Point placement entries
"""

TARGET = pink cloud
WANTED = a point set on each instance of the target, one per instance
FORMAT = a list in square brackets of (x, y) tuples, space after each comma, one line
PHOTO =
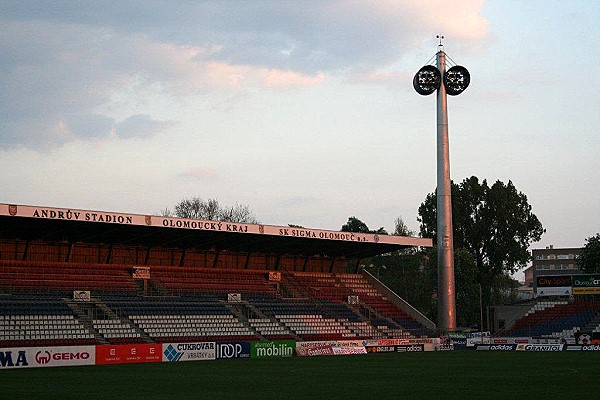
[(288, 79)]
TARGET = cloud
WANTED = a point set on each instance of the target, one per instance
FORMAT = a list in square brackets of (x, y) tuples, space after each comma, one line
[(202, 173), (64, 63), (275, 78), (140, 126)]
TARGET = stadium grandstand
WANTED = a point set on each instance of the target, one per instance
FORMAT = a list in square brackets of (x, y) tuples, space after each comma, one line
[(77, 277)]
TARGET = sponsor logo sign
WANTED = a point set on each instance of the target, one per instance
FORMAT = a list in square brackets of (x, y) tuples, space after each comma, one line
[(13, 358), (275, 276), (234, 297), (31, 357), (385, 342), (140, 273), (81, 295), (344, 351), (175, 352), (329, 348), (314, 349), (233, 350), (128, 353), (554, 281), (539, 347), (410, 348), (496, 347), (589, 347), (381, 349), (586, 284), (554, 291), (273, 348)]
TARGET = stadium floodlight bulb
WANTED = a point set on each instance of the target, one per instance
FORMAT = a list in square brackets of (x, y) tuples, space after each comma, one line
[(456, 80), (427, 80)]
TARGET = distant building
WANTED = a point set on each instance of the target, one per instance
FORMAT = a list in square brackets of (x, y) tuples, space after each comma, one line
[(552, 261)]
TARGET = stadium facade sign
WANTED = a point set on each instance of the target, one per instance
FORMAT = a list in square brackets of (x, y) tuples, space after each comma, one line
[(194, 224)]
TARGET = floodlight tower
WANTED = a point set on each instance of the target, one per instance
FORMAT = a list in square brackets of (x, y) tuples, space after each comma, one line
[(426, 81)]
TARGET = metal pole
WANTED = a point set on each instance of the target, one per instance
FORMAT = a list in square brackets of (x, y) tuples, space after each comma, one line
[(445, 245)]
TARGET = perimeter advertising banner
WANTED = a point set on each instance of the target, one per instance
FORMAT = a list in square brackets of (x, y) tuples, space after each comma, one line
[(272, 348), (539, 347), (128, 353), (57, 356), (330, 348), (233, 350), (197, 351)]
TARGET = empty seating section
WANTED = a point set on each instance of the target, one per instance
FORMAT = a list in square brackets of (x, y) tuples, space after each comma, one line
[(269, 329), (184, 304), (556, 319), (174, 319), (64, 276), (322, 286), (117, 331), (182, 280), (316, 327), (38, 320), (168, 328), (337, 288)]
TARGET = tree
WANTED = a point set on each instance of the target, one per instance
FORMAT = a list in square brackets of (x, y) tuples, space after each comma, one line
[(589, 258), (356, 225), (494, 224), (211, 210), (400, 228)]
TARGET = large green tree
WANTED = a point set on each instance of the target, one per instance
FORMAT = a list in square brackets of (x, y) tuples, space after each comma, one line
[(589, 258), (494, 224)]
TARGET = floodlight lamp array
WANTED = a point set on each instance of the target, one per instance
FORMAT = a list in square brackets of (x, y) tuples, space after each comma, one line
[(428, 79)]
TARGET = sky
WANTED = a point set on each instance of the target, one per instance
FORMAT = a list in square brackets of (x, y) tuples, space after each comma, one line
[(302, 110)]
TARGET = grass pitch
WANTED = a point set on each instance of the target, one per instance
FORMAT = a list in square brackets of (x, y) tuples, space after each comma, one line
[(435, 375)]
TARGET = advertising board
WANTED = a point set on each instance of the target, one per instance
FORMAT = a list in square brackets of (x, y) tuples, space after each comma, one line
[(197, 351), (56, 356), (272, 348), (331, 348), (409, 348), (495, 347), (586, 284), (128, 353), (589, 347), (233, 350), (539, 347), (554, 291)]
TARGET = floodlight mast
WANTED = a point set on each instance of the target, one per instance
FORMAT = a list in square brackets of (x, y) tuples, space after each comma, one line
[(452, 82), (445, 241)]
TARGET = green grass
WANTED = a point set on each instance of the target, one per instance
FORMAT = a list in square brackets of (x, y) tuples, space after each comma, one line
[(435, 375)]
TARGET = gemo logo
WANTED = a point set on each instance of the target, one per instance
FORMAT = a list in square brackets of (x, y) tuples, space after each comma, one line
[(44, 357), (6, 359)]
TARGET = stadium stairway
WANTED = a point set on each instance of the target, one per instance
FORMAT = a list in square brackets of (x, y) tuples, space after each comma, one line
[(82, 312)]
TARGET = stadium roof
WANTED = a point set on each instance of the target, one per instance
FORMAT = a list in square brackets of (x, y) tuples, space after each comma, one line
[(73, 225)]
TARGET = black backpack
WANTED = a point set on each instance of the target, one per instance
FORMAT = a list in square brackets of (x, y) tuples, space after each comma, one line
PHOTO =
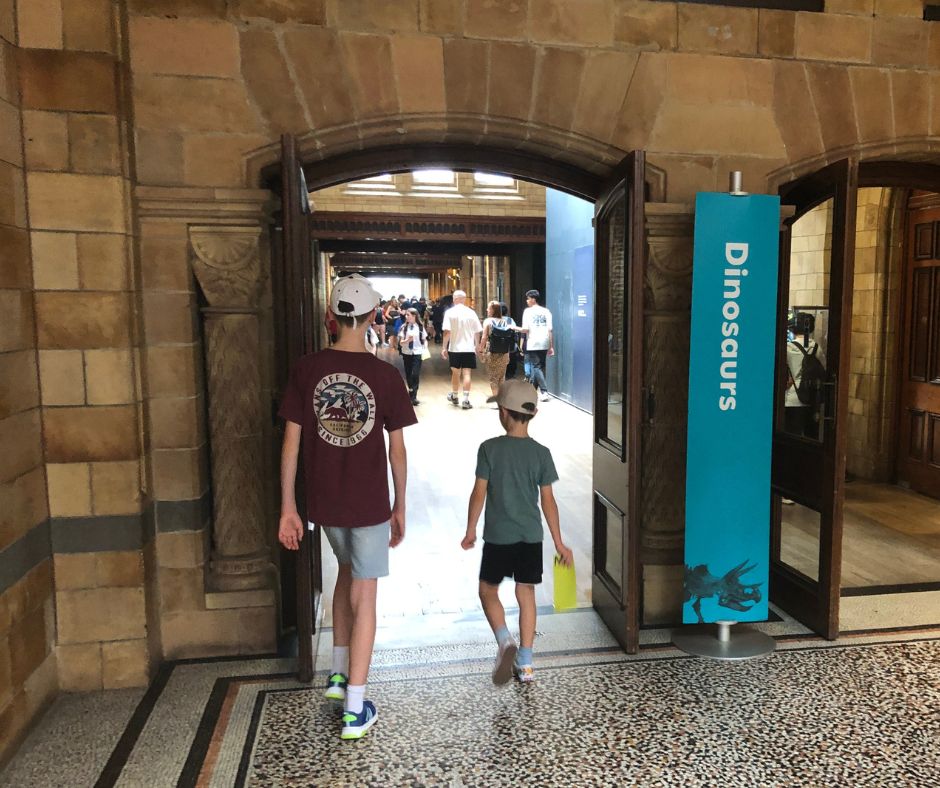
[(812, 375), (502, 338)]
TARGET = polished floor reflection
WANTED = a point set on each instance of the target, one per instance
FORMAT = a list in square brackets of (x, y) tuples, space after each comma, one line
[(857, 711), (891, 537)]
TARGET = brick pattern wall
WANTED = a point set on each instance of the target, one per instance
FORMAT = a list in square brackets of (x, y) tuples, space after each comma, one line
[(872, 383), (78, 175), (27, 618)]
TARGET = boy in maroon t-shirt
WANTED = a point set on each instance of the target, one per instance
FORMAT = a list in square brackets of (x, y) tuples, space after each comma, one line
[(340, 399)]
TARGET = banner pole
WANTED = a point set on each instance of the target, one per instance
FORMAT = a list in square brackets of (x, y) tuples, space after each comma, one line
[(699, 640)]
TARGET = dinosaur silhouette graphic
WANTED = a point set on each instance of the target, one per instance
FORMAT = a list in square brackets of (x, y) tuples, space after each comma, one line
[(731, 592)]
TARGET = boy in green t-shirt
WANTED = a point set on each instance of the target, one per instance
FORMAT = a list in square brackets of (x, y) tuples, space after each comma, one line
[(513, 472)]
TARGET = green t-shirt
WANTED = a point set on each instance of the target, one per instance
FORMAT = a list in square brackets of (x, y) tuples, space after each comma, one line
[(515, 468)]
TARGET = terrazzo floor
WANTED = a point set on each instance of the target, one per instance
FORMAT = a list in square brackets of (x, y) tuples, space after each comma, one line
[(862, 710)]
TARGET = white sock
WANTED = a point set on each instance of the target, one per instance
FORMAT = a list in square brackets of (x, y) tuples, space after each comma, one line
[(341, 660), (355, 695)]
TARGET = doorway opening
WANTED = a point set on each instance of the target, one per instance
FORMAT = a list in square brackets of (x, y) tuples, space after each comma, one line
[(861, 299), (618, 205), (422, 234)]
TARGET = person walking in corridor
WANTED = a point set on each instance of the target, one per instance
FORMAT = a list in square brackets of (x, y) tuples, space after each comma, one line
[(496, 344), (513, 473), (340, 399), (413, 340), (540, 341), (462, 331)]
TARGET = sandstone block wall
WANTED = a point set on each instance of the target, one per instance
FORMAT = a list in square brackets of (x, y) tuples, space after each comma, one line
[(27, 612)]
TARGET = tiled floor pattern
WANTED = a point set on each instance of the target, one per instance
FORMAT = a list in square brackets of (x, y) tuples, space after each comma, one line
[(862, 716), (864, 710)]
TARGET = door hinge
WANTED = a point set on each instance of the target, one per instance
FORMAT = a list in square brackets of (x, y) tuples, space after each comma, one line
[(649, 404)]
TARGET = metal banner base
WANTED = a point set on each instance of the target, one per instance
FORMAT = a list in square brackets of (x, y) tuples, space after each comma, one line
[(721, 644)]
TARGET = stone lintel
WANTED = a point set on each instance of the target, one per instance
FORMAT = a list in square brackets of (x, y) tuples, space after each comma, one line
[(205, 205)]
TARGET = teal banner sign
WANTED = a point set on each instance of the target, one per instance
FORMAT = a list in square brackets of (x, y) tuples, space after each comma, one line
[(731, 368)]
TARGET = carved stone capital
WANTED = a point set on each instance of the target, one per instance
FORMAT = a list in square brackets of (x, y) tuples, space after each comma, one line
[(227, 262), (668, 285)]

"""

• **WORK TO COMPLETE**:
Rewrite all of the entries above, replacing "one per instance" with "one for each instance" and changing nothing else. Omit the pictures from your answer.

• **IN RESPONSE**:
TARGET = pink cloud
WANTED = a point set on each instance of the target, one for each instance
FORMAT = a list in square brackets of (x, y) tuples, space after each comma, one line
PHOTO =
[(288, 79)]
TARGET = cloud
WANTED = a point set on each instance of the target, one for each instance
FORMAT = a list in square brackets of (x, y) tuples, space after each comma, one line
[(202, 173), (64, 63), (275, 78), (140, 126)]
TARGET = stadium grandstand
WANTED = a point set on each instance of the target, one for each instance
FORMAT = a list in square brackets of (x, y) tuples, space after each comma, one line
[(77, 277)]
TARGET = sponsor logo sign
WANTED = a point set on each instance of the target, one for each instance
FORMAT = a list in square brackets of (x, y) tuples, space after each comma, one line
[(13, 358), (275, 276), (234, 297), (31, 357), (385, 342), (140, 273), (81, 295), (344, 351), (175, 352), (329, 348), (314, 349), (233, 350), (128, 353), (554, 281), (539, 347), (410, 348), (496, 347), (589, 347), (381, 349), (586, 284), (554, 291), (273, 348)]
TARGET = stadium floodlight bulb
WANTED = a point set on each instance of the target, one for each instance
FORMAT = a list in square brackets of (x, y) tuples, space after each comma, one line
[(456, 80), (427, 80)]
TARGET = distant building
WANTED = a point set on each instance of the target, one for each instance
FORMAT = a list in square brackets of (x, y) tuples, space after each comma, one line
[(552, 261)]
TARGET = stadium facade sign
WANTED = a point set on each instance of the target, one for each instance
FORMAT = a list in square brackets of (x, y) tuples, space after each comma, one line
[(194, 224)]
TARGET = floodlight tower
WANTED = a point set on each instance of the target, one for each instance
FORMAT = a list in square brackets of (x, y) tuples, space after each comma, one line
[(426, 81)]
TARGET = metal pole
WANTED = a point set on each instance of the target, one for each instance
FORMAT = a list in square brackets of (x, y) tuples, space after each comma, one line
[(445, 245)]
TARGET = perimeter advertising banner
WANTED = a point set on each instance of the target, one for each instance
FORMAT = a list in square brackets of (x, y) tuples, space after each comma, one line
[(272, 348), (539, 347), (128, 353), (57, 356), (330, 348), (233, 350), (197, 351)]
TARGET = empty seating section
WANTED = a point set on each instance of the target, one for each instance
FORMAT = a list in square brackets of (x, y) tuples, space after each comma, one line
[(269, 329), (184, 304), (556, 319), (174, 319), (64, 276), (322, 286), (117, 331), (182, 280), (316, 327), (38, 320), (168, 328), (337, 288)]
TARGET = tree
WANTED = a point set on each instance of the target, one for each instance
FORMAT = a list in square brackets of (x, y) tuples, space after each comma, one line
[(589, 258), (356, 225), (494, 224), (211, 210), (400, 228)]
TARGET = large green tree
WANTED = a point set on each instance of the target, one for each instance
FORMAT = a list in square brackets of (x, y) tuples, space after each comma, one line
[(589, 258), (494, 224)]
TARGET = floodlight lamp array
WANTED = a point set on each instance of the target, one for each instance
FORMAT = a list in square brackets of (x, y) tuples, space after each comma, one line
[(428, 79)]
TARGET = sky
WANTED = a point set on each instance of the target, one for each instance
FORMAT = a list in square brackets of (x, y) tuples, space after each comma, one line
[(302, 110)]
TARGET = grass pitch
WANTED = a point set on each instance of the target, one for each instance
FORMAT = a list in square brackets of (x, y) tuples, space after each comma, one line
[(435, 375)]
TARGET = advertising board
WANTED = a point set on each instance of the target, one for each instance
FORMAT = a list in square brackets of (x, y) tuples, space after each comma, one line
[(197, 351), (56, 356), (272, 348), (331, 348), (409, 348), (495, 347), (586, 284), (128, 353), (589, 347), (233, 350), (539, 347), (554, 291)]
TARGET = floodlight mast
WANTED = a point set on each instance of the target, one for each instance
FORMAT = a list in square brackets of (x, y) tuples, space after each comma, one line
[(452, 82), (445, 241)]
TARGET = green grass
WANTED = a point set on each instance of the target, one for each instance
FORMAT = a list in square brackets of (x, y) tuples, space after each comma, one line
[(435, 375)]
TARGET = gemo logo
WANTED = a point set on each instance of the target, one for each instance
FORMAT = a list in square brackets of (x, y) tuples, space after each comma, one line
[(44, 357), (6, 359)]
TARGET = stadium stairway
WANTED = a point set on each instance of the target, one for each instance
FORMAT = a list in square brackets of (x, y) tuples, space after each comma, one line
[(82, 312)]
TARGET = stadium roof
WANTED = a point set on each instance of the target, one for each instance
FORMAT = a list in square brackets of (x, y) tuples, space after each comma, one line
[(73, 225)]
TARGET = black backpack
WANTED = a point set on each instance of the target, one for each instance
FORMAT = a list in square brackets of (x, y) tuples, space after each comma, one line
PHOTO =
[(812, 375), (502, 338)]
TARGET = polished floor reflection
WANTED = a point set on each instance of the target, one for each instance
FORMAT = a list in square brackets of (x, y) tuples, space after each comma, one line
[(857, 711), (891, 537)]
TARGET = brick pattern wall
WANTED = a point set on each instance of the target, one for each instance
FORMAT = a list in square brackets of (x, y) tuples, space after each comma, one line
[(872, 383), (78, 175), (27, 618)]
TARGET = boy in maroon t-shirt
WANTED = a point set on each instance of the target, one for each instance
FORMAT = a list in square brackets of (x, y) tuples, space after each comma, one line
[(340, 399)]
TARGET = banner pole
WANTED = a point set on each instance of the target, one for each instance
FORMAT = a list in square brackets of (x, y) tuples, space after each comma, one line
[(699, 640)]
TARGET = dinosaur silhouette graphic
WANTED = a point set on each instance of the target, one for each instance
FORMAT = a list in square brackets of (x, y) tuples, space after each comma, one line
[(731, 592)]
TARGET = boy in green t-shirt
WANTED = a point set on each instance of the target, one for each instance
FORMAT = a list in square brackets of (x, y) tuples, space after each comma, one line
[(513, 472)]
TARGET = green t-shirt
WANTED = a point set on each instance of the target, one for each instance
FORMAT = a list in square brackets of (x, y) tuples, space after each comma, one line
[(515, 468)]
TARGET = terrazzo floor
WANTED = a point set on each instance of the target, one for each instance
FORMAT = a list in square brackets of (x, y) tuples, space after each comma, one line
[(862, 710)]
TARGET = white sock
WANTED = a point set on each instance of the target, one for each instance
FORMAT = a list in square brackets of (x, y) tuples, space after each comma, one line
[(341, 660), (355, 695)]
TARGET = doorway opening
WANTED = a point set on each instance of the target, one for each instance
FORMAT = a list in square brackets of (x, y) tuples, space after each comma, one line
[(861, 299), (618, 205), (422, 234)]
TARGET = person walking in corridor
WANTED = a point set on each instance of the target, one for each instance
FORMAT = a list in square brackets of (x, y) tuples, space after each comma, one line
[(496, 344), (513, 473), (340, 399), (413, 340), (540, 341), (462, 331)]
TARGET = sandstone block wall
WANTED = a point set on each instance of the target, one for each instance
FORMAT = a list in square brackets of (x, y) tuples, space after each comma, one line
[(27, 612)]
TARGET = tiled floor pattern
WANTED = a point set on each instance of the target, one for each instance
FORMAT = a list in square brackets of (x, y) tuples, space after each comma, one line
[(862, 716), (864, 710)]
TARGET = door hinge
WANTED = a point set on each instance of the target, one for each instance
FORMAT = a list in square brackets of (x, y) tuples, space after each comma, one line
[(649, 404)]
TARGET = metal banner base
WANTED = a point set on each instance of the target, one for each instance
FORMAT = a list in square brackets of (x, y) tuples, space after each comma, one line
[(721, 644)]
TARGET = stone lintel
WANTED = a point set on each instance of the target, one for each instance
FORMAT = a list in square brackets of (x, y) tuples, space after each comma, one line
[(205, 205)]
TARGET = teal banner sign
WANTED = a point set on each instance of the target, one for each instance
FORMAT = a list in square brackets of (x, y) tuples, space after each comma, one line
[(731, 368)]
TARGET = carved stone capital
WANTED = a point set on each instance of the target, one for each instance
FORMAT = a list in square brackets of (x, y) tuples, space after each comma, one line
[(227, 262), (668, 285)]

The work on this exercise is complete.